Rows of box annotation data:
————————

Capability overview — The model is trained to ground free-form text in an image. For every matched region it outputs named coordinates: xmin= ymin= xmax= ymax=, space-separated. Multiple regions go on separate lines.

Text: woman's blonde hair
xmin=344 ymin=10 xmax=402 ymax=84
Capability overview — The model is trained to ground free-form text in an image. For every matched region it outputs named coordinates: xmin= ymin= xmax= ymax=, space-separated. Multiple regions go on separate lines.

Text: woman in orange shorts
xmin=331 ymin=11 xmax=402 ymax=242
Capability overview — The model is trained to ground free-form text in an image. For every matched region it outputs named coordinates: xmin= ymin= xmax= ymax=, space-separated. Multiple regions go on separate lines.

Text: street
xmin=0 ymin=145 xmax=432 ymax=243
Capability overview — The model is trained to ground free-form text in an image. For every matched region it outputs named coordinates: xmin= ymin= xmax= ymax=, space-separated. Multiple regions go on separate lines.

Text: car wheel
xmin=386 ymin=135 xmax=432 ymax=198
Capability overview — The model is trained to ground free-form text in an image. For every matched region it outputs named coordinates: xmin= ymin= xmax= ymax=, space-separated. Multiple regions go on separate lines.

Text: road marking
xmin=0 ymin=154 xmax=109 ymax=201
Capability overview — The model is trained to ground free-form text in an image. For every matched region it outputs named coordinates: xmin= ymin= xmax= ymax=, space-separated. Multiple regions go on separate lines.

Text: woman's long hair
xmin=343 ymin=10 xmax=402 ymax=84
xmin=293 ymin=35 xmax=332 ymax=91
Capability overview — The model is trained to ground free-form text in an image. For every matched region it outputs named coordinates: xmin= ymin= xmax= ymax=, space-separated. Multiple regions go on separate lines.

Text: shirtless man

————————

Problem details: Copy out all of the data above, swapping each "woman" for "lady" and keeping everything else the same.

Correct output:
Capability overview — The model is trained to ground free-form text in an image. For every matched region it outputs named coordinates: xmin= ymin= xmax= ymax=, space-separated. Multiple regions go on separate lines.

Text: lady's blonde hair
xmin=344 ymin=10 xmax=402 ymax=84
Capability overview — The model is trained to ground free-form text in an image. For every matched region it outputs named coordinates: xmin= ymin= xmax= ymax=, space-separated. Multiple regions go on separate lines.

Text: lady in orange shorts
xmin=331 ymin=11 xmax=402 ymax=242
Capability overview — The model is trained to ground free-form text in an image. For every matched region it outputs named coordinates: xmin= ymin= xmax= ymax=, space-separated. Multiple regions go on separate lines.

Text: street
xmin=0 ymin=145 xmax=432 ymax=243
Capability overview — The model is trained to ground free-form text in an image. For every matched region it outputs named coordinates: xmin= ymin= xmax= ymax=, space-separated. Multiple regions go on separate lines.

Text: car wheel
xmin=386 ymin=135 xmax=432 ymax=198
Capability overview — The model is trained to ground free-form text in an image. For every matched region it outputs named coordinates: xmin= ymin= xmax= ymax=, space-separated. Multiple regions go on separate lines.

Text: road marking
xmin=0 ymin=154 xmax=109 ymax=201
Capability overview — The model is trained to ground free-form text in an image. For every matched region it outputs named coordinates: xmin= ymin= xmax= ymax=, space-separated. Multiple regions go on separate lines.

Text: lady's long hair
xmin=343 ymin=10 xmax=402 ymax=84
xmin=293 ymin=35 xmax=332 ymax=91
Capability overview — The model is trained to ground free-form text in an image. For every matched region it outputs named coordinates: xmin= ymin= xmax= ymax=, space-separated. Multiple regions go on separate lines.

Text: shirtless man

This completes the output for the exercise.